# Task brief
Please reproduce the listing in its entirety, exactly as shown.

# Provided information

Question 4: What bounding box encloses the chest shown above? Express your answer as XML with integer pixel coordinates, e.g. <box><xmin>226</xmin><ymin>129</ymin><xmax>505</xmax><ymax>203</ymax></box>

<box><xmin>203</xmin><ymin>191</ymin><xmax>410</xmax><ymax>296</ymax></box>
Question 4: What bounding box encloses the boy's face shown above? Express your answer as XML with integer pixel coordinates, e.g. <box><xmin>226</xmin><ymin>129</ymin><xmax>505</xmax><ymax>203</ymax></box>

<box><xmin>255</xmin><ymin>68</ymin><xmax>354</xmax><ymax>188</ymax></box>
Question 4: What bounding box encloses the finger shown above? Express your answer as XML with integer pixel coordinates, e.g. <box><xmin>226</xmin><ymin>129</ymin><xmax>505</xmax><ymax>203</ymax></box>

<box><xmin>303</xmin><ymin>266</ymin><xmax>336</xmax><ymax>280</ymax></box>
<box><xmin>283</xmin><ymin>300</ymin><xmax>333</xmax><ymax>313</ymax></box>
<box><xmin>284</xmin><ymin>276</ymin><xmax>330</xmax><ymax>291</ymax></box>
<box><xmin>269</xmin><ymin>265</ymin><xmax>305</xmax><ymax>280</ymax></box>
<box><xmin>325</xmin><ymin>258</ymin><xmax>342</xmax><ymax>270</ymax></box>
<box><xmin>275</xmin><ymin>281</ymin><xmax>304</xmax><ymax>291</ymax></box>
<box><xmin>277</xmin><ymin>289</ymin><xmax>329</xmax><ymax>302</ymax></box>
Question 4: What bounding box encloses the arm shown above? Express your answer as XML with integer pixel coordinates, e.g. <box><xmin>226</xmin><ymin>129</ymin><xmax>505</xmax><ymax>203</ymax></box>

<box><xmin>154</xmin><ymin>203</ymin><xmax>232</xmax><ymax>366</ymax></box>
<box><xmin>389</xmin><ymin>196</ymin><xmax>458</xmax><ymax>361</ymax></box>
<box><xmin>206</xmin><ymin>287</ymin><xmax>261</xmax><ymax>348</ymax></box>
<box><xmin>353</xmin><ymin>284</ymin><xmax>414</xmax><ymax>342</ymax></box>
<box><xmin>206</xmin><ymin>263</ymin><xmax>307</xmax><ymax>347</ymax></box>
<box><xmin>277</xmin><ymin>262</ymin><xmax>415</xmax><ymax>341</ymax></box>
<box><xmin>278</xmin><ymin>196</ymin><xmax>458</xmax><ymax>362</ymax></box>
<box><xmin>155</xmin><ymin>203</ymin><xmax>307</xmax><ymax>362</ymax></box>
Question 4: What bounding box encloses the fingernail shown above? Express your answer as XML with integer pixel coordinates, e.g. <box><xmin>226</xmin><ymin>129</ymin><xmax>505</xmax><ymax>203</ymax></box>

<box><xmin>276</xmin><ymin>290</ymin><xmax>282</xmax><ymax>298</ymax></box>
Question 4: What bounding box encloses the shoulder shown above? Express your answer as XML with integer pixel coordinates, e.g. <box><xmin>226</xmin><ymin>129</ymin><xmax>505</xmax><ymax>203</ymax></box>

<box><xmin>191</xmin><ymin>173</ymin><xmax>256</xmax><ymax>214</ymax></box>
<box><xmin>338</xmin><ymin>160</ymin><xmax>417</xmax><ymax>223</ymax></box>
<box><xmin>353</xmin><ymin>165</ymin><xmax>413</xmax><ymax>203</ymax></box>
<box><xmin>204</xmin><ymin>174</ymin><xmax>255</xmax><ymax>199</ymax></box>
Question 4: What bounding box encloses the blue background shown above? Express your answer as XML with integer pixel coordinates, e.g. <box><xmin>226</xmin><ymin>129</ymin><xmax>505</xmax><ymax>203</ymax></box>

# Task result
Question 4: What bounding box encloses the chest shown above? Express your answer as XML with integer pixel coordinates, e.g. <box><xmin>226</xmin><ymin>129</ymin><xmax>505</xmax><ymax>203</ymax></box>

<box><xmin>203</xmin><ymin>191</ymin><xmax>410</xmax><ymax>296</ymax></box>
Question 4: What bounding box encloses the boy's face shown above? Express your answer as XML with integer pixel coordinates, e.g. <box><xmin>226</xmin><ymin>129</ymin><xmax>505</xmax><ymax>203</ymax></box>

<box><xmin>255</xmin><ymin>68</ymin><xmax>354</xmax><ymax>188</ymax></box>
Question 4: What bounding box encloses the finger shown above? Express your answer as XML with integer pixel coordinates, e.g. <box><xmin>226</xmin><ymin>129</ymin><xmax>505</xmax><ymax>203</ymax></box>

<box><xmin>303</xmin><ymin>266</ymin><xmax>336</xmax><ymax>280</ymax></box>
<box><xmin>283</xmin><ymin>300</ymin><xmax>333</xmax><ymax>313</ymax></box>
<box><xmin>284</xmin><ymin>276</ymin><xmax>330</xmax><ymax>291</ymax></box>
<box><xmin>269</xmin><ymin>265</ymin><xmax>305</xmax><ymax>280</ymax></box>
<box><xmin>325</xmin><ymin>258</ymin><xmax>342</xmax><ymax>270</ymax></box>
<box><xmin>275</xmin><ymin>281</ymin><xmax>304</xmax><ymax>291</ymax></box>
<box><xmin>277</xmin><ymin>289</ymin><xmax>329</xmax><ymax>302</ymax></box>
Question 4: What bounding box encloses the arm shown above? Express your answer as XML with integer pixel coordinates, e.g. <box><xmin>226</xmin><ymin>129</ymin><xmax>505</xmax><ymax>203</ymax></box>

<box><xmin>154</xmin><ymin>203</ymin><xmax>232</xmax><ymax>366</ymax></box>
<box><xmin>389</xmin><ymin>196</ymin><xmax>458</xmax><ymax>361</ymax></box>
<box><xmin>206</xmin><ymin>287</ymin><xmax>261</xmax><ymax>348</ymax></box>
<box><xmin>353</xmin><ymin>284</ymin><xmax>414</xmax><ymax>342</ymax></box>
<box><xmin>206</xmin><ymin>263</ymin><xmax>307</xmax><ymax>347</ymax></box>
<box><xmin>277</xmin><ymin>262</ymin><xmax>415</xmax><ymax>341</ymax></box>
<box><xmin>278</xmin><ymin>196</ymin><xmax>458</xmax><ymax>362</ymax></box>
<box><xmin>155</xmin><ymin>203</ymin><xmax>307</xmax><ymax>362</ymax></box>
Question 4: What bounding box encloses the fingernail shown above? Express your answer as XML with integer pixel coordinates, e.g. <box><xmin>226</xmin><ymin>129</ymin><xmax>505</xmax><ymax>203</ymax></box>

<box><xmin>276</xmin><ymin>290</ymin><xmax>282</xmax><ymax>298</ymax></box>
Question 4: What bounding box encloses the shoulder shown above? Express your answer as XML with integer pixel coordinates, e.g. <box><xmin>226</xmin><ymin>129</ymin><xmax>505</xmax><ymax>203</ymax></box>

<box><xmin>191</xmin><ymin>173</ymin><xmax>256</xmax><ymax>214</ymax></box>
<box><xmin>338</xmin><ymin>160</ymin><xmax>417</xmax><ymax>223</ymax></box>
<box><xmin>353</xmin><ymin>165</ymin><xmax>413</xmax><ymax>203</ymax></box>
<box><xmin>204</xmin><ymin>174</ymin><xmax>255</xmax><ymax>199</ymax></box>
Question 4: What bounding box encloses the blue background shown above? Express your answer as XML with integer pixel coordinates, e.g. <box><xmin>226</xmin><ymin>129</ymin><xmax>505</xmax><ymax>203</ymax></box>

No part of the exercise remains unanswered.